Problem requirements: What is needed here is an exact repetition of the records below, beginning at the line that has "snow-covered fir tree" and stopping after the line that has "for: evergreen tree".

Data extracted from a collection
[Start of section]
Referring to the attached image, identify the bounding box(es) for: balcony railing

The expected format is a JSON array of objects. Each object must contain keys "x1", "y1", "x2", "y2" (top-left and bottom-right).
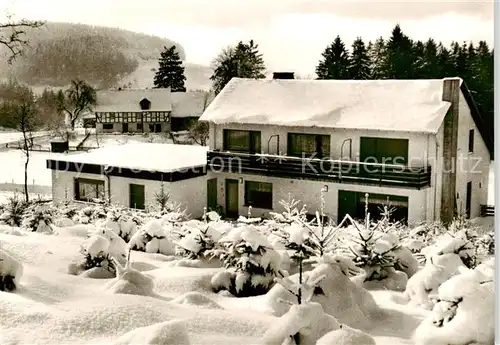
[{"x1": 207, "y1": 151, "x2": 432, "y2": 189}]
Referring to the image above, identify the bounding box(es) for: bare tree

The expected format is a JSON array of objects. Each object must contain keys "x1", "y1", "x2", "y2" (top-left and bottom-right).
[
  {"x1": 58, "y1": 79, "x2": 97, "y2": 131},
  {"x1": 0, "y1": 15, "x2": 44, "y2": 63},
  {"x1": 187, "y1": 91, "x2": 211, "y2": 146},
  {"x1": 11, "y1": 88, "x2": 38, "y2": 202}
]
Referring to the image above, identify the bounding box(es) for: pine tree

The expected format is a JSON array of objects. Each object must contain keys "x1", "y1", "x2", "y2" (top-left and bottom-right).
[
  {"x1": 316, "y1": 36, "x2": 350, "y2": 79},
  {"x1": 153, "y1": 45, "x2": 186, "y2": 92},
  {"x1": 412, "y1": 40, "x2": 426, "y2": 78},
  {"x1": 210, "y1": 40, "x2": 266, "y2": 95},
  {"x1": 368, "y1": 37, "x2": 387, "y2": 79},
  {"x1": 384, "y1": 24, "x2": 415, "y2": 78},
  {"x1": 421, "y1": 39, "x2": 440, "y2": 78},
  {"x1": 348, "y1": 37, "x2": 371, "y2": 79},
  {"x1": 450, "y1": 41, "x2": 468, "y2": 78},
  {"x1": 436, "y1": 44, "x2": 455, "y2": 78}
]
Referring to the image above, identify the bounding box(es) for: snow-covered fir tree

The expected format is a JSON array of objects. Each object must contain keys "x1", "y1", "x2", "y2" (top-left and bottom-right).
[{"x1": 153, "y1": 45, "x2": 186, "y2": 92}]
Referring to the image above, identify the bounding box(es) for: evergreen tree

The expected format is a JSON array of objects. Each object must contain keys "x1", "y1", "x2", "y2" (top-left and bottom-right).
[
  {"x1": 316, "y1": 36, "x2": 350, "y2": 79},
  {"x1": 153, "y1": 45, "x2": 186, "y2": 92},
  {"x1": 368, "y1": 37, "x2": 387, "y2": 79},
  {"x1": 210, "y1": 40, "x2": 266, "y2": 95},
  {"x1": 421, "y1": 39, "x2": 440, "y2": 78},
  {"x1": 348, "y1": 37, "x2": 372, "y2": 79},
  {"x1": 412, "y1": 40, "x2": 426, "y2": 78},
  {"x1": 450, "y1": 41, "x2": 468, "y2": 78},
  {"x1": 384, "y1": 24, "x2": 415, "y2": 78},
  {"x1": 436, "y1": 44, "x2": 455, "y2": 78}
]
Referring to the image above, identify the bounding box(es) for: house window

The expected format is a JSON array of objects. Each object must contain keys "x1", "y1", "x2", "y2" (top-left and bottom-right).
[
  {"x1": 244, "y1": 181, "x2": 272, "y2": 209},
  {"x1": 360, "y1": 137, "x2": 409, "y2": 165},
  {"x1": 468, "y1": 129, "x2": 474, "y2": 153},
  {"x1": 223, "y1": 129, "x2": 261, "y2": 153},
  {"x1": 74, "y1": 178, "x2": 105, "y2": 202},
  {"x1": 288, "y1": 133, "x2": 330, "y2": 158},
  {"x1": 140, "y1": 98, "x2": 151, "y2": 110},
  {"x1": 103, "y1": 123, "x2": 113, "y2": 130}
]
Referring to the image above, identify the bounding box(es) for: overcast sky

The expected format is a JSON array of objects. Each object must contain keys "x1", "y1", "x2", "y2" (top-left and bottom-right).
[{"x1": 2, "y1": 0, "x2": 494, "y2": 75}]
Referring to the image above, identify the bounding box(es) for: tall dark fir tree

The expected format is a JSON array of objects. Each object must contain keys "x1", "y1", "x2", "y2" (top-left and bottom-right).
[
  {"x1": 348, "y1": 37, "x2": 371, "y2": 79},
  {"x1": 153, "y1": 45, "x2": 186, "y2": 92},
  {"x1": 384, "y1": 24, "x2": 415, "y2": 78},
  {"x1": 316, "y1": 36, "x2": 350, "y2": 79}
]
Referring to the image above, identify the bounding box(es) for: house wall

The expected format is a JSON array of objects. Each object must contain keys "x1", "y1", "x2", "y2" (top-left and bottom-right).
[
  {"x1": 207, "y1": 171, "x2": 429, "y2": 224},
  {"x1": 211, "y1": 123, "x2": 432, "y2": 166},
  {"x1": 453, "y1": 91, "x2": 490, "y2": 218},
  {"x1": 51, "y1": 170, "x2": 206, "y2": 218},
  {"x1": 96, "y1": 122, "x2": 171, "y2": 133}
]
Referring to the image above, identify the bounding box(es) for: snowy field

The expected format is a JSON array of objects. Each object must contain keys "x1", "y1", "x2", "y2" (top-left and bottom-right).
[
  {"x1": 0, "y1": 150, "x2": 70, "y2": 187},
  {"x1": 0, "y1": 203, "x2": 495, "y2": 345}
]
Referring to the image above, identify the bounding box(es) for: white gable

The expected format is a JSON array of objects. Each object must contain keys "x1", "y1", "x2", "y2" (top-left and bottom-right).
[{"x1": 200, "y1": 78, "x2": 452, "y2": 134}]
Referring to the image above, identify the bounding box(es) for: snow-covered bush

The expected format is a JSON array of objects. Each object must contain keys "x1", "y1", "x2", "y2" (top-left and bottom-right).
[
  {"x1": 405, "y1": 254, "x2": 466, "y2": 309},
  {"x1": 106, "y1": 257, "x2": 155, "y2": 296},
  {"x1": 71, "y1": 231, "x2": 128, "y2": 276},
  {"x1": 174, "y1": 219, "x2": 226, "y2": 260},
  {"x1": 128, "y1": 218, "x2": 175, "y2": 255},
  {"x1": 0, "y1": 194, "x2": 27, "y2": 227},
  {"x1": 413, "y1": 262, "x2": 494, "y2": 345},
  {"x1": 0, "y1": 247, "x2": 23, "y2": 292},
  {"x1": 420, "y1": 232, "x2": 477, "y2": 268},
  {"x1": 271, "y1": 190, "x2": 342, "y2": 275},
  {"x1": 21, "y1": 203, "x2": 55, "y2": 233},
  {"x1": 266, "y1": 254, "x2": 380, "y2": 329},
  {"x1": 343, "y1": 217, "x2": 410, "y2": 291},
  {"x1": 262, "y1": 302, "x2": 339, "y2": 345},
  {"x1": 98, "y1": 206, "x2": 140, "y2": 242},
  {"x1": 75, "y1": 204, "x2": 108, "y2": 224},
  {"x1": 57, "y1": 202, "x2": 79, "y2": 220},
  {"x1": 208, "y1": 225, "x2": 285, "y2": 297},
  {"x1": 268, "y1": 193, "x2": 308, "y2": 225}
]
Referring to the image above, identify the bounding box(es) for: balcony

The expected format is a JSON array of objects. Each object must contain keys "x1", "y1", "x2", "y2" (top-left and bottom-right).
[{"x1": 207, "y1": 151, "x2": 432, "y2": 189}]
[End of section]
Output for this exercise:
Referring to the image above, identify the bounding box(es) for: snow-covered fir tree

The expected format is a JSON array of objects. Each object must contain keys "x1", "y1", "x2", "y2" (top-left and bottom-right).
[{"x1": 153, "y1": 45, "x2": 186, "y2": 92}]
Referring to the image above, identify the bounding box(es) for: evergreen tree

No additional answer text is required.